Given task:
Collect every line of the records below that contains the word "apiece", and copy each one in full. Treat uppercase and lowercase as different.

Information given:
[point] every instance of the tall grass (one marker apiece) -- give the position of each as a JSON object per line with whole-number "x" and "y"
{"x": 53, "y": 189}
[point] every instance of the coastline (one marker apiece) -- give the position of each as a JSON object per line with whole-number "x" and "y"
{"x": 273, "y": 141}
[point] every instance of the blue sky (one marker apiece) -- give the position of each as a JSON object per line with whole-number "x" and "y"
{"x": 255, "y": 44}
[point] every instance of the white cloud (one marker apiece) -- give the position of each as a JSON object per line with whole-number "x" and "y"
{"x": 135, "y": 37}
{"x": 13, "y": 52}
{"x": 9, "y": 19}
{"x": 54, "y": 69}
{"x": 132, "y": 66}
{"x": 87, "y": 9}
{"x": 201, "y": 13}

---

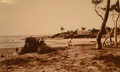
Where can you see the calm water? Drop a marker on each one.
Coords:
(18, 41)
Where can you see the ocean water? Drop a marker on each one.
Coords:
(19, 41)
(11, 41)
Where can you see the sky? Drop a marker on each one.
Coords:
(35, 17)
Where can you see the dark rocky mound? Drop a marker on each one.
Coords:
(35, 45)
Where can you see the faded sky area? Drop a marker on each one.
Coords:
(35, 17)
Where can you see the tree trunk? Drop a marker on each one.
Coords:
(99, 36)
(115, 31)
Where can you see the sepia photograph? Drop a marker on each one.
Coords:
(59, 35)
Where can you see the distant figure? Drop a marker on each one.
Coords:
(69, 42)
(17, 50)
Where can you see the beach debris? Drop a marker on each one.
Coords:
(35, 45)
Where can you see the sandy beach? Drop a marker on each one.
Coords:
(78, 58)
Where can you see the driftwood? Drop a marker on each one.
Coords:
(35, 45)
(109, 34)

Final result:
[point] every instance of the tall grass (one marker apiece) -- give the position of each as a JSON object per line with whole-number "x" and "y"
[point] every instance of the coastline (one marker apiece) -- give the position of each as a JSON object per line with whole-number "x" and "y"
[point] every instance of the blue sky (one marker apiece) -- give the position of each as a JSON object per line with whole-number "x" and "y"
[point] every instance of the white cloud (one marker apiece) -- give the position of each as a JSON object per line with whole-number "x" and "y"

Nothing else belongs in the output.